Data validation includes determining a lithology type for the formation rock of interest. Data of at least two or more different properties are plotted as cross-plots. An expected relationship between the two different properties of the cross-plot based on the determined lithology type is also plotted on the cross-plot. Data that deviates from the expected relationship by exceeding an acceptance criterion is labeled not-validated and is excluded from being input into the geomechanical model. Non-validated data may be reviewed in further detail to determine a reason that this data exceeded the acceptance criteria.

FIG. 1 illustrates a cross-sectional view of an exemplary embodiment of a downhole tool 10 disposed in a borehole 2 penetrating the earth 3. The earth 3 includes an earth formation 4 having formation rock of one or more particular lithologies. The downhole tool 10 includes one or more sensors 9 that are configured to sense or measure one or more formation rock properties of interest that may be input into a geomechanical model. Non-limiting embodiments of the formation rock properties include density, porosity and sound speed. Other properties may be sensed by the sensors 9 in support of determining the formation rock properties of interest. These other properties include formation pressure, formation temperature, and radiation emitted by the formation rock, which may be correlated to rock composition. In addition to the sensors 9, the downhole tool 10 includes a core sample tool 8. The core sample tool 8 includes an extendable coring drill 7 that is configured to drill into the borehole wall and extract a sample of formation rock into a hollow portion of the drill 7. Core samples of formation rock are stored in the core sample tool 8 and retrieved at the surface of the earth when the downhole tool 10 is removed from the borehole 2. The rock samples are analyzed in a laboratory to determine formation rock properties that may include Mohr-friction angle, various types of rock strength including unconstrained compressive strength, fluid content, composition (including cementation or impurities), and properties that may have already been measured the sensors 9. An extendable brace 13 is configured to brace the core sample tool 8 against the borehole wall while a core sample is being extracted.

Downhole electronics 11 are configured to operate the downhole tool 10, process measurement data obtained downhole, and/or act as an interface with telemetry to communicate data or commands between downhole components and a computer processing system 12 disposed at the surface of the earth 3. System operation, data processing and/or control functions may be performed the downhole electronics 11, the computer processing system 12, or by a combination thereof.

A carrier 5 is configured to convey the downhole tool 10 through the borehole 2. In the embodiment of FIG. 1, the carrier 5 is an armored wireline 6. The wireline 6 may include one or more conductors for providing telemetry to the surface. In an alternative embodiment, the carrier 5 may be a drill string in an embodiment referred to a logging-while-drilling (LWD). In LWD, measurements may be performed while the borehole 2 is being drilled or during a temporary halt in drilling. Telemetry in non-limiting LWD embodiments may include pulsed-mud and wired drill pipe.

※ ※ ※

Task requirements:
A. In the passage on the downhole tool, what serves as the carrier in the embodiment of FIG. 1?
B. Write a few more sentences carrying on the downhole tool passage from its last sentence.
The records after this point come from a different source than the text.

※ ※ ※

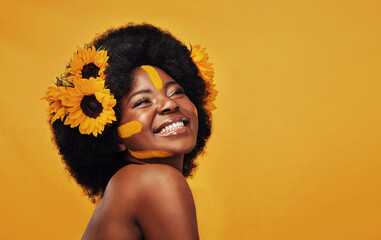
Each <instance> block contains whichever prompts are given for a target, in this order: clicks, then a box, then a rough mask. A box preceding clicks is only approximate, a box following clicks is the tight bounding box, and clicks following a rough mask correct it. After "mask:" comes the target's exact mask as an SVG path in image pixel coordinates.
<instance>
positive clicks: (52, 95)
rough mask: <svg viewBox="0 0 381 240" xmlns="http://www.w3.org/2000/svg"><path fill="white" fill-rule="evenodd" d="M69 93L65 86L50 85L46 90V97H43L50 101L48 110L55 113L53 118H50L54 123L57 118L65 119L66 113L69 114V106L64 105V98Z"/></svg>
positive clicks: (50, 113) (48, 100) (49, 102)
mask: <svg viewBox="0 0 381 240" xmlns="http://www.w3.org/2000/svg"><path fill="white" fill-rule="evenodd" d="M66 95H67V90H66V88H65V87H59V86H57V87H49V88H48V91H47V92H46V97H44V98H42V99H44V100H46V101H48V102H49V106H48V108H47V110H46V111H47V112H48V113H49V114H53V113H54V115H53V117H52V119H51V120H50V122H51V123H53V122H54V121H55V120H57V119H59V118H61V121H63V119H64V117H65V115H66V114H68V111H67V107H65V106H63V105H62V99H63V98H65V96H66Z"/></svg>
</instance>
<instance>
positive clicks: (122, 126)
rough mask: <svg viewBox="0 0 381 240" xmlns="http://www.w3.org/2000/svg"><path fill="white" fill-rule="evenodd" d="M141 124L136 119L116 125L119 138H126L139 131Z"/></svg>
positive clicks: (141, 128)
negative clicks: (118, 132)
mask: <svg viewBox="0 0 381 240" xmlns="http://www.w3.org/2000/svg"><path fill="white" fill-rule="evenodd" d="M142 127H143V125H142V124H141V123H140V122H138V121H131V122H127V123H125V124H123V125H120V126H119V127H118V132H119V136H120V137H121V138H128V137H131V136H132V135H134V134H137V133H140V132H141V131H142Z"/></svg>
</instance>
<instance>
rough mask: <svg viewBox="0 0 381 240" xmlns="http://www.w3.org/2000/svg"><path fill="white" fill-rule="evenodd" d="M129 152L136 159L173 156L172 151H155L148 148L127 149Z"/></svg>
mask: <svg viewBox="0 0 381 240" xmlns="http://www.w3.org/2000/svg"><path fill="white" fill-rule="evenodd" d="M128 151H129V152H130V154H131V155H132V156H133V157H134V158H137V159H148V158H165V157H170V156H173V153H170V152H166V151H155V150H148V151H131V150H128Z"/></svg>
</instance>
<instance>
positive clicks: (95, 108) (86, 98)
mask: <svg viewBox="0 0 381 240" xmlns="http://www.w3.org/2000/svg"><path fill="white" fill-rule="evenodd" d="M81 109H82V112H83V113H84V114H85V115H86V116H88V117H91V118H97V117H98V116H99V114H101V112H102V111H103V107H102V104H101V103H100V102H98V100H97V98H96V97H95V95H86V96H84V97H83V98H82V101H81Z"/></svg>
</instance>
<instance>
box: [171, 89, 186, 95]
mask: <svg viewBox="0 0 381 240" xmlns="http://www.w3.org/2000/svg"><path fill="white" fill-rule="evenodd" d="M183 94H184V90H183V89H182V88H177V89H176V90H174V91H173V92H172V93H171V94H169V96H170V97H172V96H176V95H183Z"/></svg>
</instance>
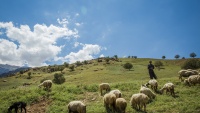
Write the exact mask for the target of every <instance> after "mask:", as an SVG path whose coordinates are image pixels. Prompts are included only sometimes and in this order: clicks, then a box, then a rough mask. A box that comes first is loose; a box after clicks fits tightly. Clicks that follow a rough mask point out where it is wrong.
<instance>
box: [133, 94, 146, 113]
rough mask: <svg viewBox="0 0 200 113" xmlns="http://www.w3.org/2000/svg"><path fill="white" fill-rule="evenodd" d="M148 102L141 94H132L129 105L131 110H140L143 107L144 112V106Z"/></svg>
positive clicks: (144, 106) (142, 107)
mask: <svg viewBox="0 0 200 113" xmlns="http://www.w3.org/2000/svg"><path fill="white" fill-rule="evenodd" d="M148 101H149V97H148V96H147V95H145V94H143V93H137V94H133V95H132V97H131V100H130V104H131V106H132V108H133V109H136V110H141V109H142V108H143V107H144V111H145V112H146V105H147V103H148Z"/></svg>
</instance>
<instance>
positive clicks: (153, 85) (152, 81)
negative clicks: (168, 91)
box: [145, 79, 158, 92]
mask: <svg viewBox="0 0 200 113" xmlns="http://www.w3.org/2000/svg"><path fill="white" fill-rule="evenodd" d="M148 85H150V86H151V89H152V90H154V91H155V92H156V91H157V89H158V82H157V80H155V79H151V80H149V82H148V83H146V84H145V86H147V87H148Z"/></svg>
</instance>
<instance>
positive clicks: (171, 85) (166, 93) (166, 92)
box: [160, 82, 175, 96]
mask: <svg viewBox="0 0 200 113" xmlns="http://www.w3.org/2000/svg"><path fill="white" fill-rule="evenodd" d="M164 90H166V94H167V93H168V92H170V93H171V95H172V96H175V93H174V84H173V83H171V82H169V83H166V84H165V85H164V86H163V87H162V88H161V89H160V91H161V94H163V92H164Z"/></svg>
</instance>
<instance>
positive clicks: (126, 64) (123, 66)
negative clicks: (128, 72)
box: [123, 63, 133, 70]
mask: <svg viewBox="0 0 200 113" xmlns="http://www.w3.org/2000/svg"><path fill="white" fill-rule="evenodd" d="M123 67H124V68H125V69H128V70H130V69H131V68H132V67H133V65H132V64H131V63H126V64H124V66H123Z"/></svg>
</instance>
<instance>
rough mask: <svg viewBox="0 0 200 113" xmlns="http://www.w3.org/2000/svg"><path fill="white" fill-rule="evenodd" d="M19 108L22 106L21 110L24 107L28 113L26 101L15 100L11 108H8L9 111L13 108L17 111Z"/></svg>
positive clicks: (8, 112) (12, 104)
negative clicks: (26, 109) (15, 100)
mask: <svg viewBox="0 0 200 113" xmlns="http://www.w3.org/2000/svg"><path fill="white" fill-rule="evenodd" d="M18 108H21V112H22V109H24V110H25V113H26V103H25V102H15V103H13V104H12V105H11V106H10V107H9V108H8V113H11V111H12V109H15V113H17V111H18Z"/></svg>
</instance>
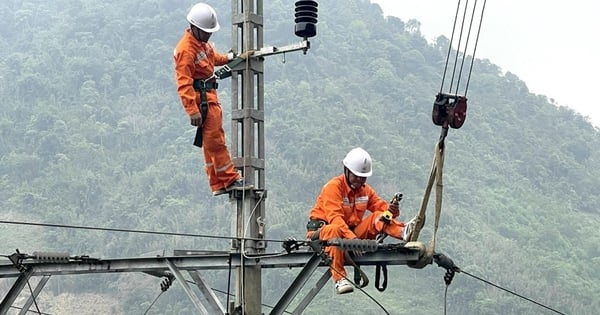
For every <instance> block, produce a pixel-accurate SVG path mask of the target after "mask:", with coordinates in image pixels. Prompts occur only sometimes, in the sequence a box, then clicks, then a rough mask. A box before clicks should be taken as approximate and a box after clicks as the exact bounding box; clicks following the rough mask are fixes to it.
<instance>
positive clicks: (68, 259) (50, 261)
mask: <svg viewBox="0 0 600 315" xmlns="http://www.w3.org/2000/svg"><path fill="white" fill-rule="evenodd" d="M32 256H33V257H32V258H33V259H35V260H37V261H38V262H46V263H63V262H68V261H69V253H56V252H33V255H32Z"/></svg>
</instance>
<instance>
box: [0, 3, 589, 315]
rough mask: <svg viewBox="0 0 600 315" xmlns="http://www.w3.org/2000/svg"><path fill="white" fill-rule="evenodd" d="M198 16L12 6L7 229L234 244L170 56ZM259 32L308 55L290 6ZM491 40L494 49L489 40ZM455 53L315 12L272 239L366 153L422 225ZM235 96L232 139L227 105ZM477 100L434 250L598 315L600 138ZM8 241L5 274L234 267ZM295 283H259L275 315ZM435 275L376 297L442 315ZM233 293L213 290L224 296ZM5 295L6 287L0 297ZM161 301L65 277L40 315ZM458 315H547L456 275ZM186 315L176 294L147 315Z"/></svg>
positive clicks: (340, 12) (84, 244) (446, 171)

※ ※ ※

Results in order:
A. An armored wireline.

B.
FIG. 2 is a flow chart for a method 20 for validating earth formation data for input into a geophysical model. Block 21 calls for determining a lithology of the earth formation. Non-limiting embodiments of lithology categories include sandstone, limestone, and shale. The lithology may be determined from downhole measurements or from sample analysis is a laboratory. In one or more embodiments, the core sample may be visually compared to known samples. In one or more embodiments an X-ray diffraction analysis may be performed on a core sample. Similarly, a downhole image of formation rock (visual or property image) may be compared to images of rock of known lithology. In one or more embodiments, the lithology is determined by a processor using formation rock measurement data input into the processor. Alternatively, the lithology may already have been determined and the pre-determined lithology may then be input into the processor. This block may also include extraction of the core sample using the core sample tool 8, core sample analysis, or performing formation rock measurements using one or more of the sensors 9 to provide data for determining the lithology of the formation rock of interest.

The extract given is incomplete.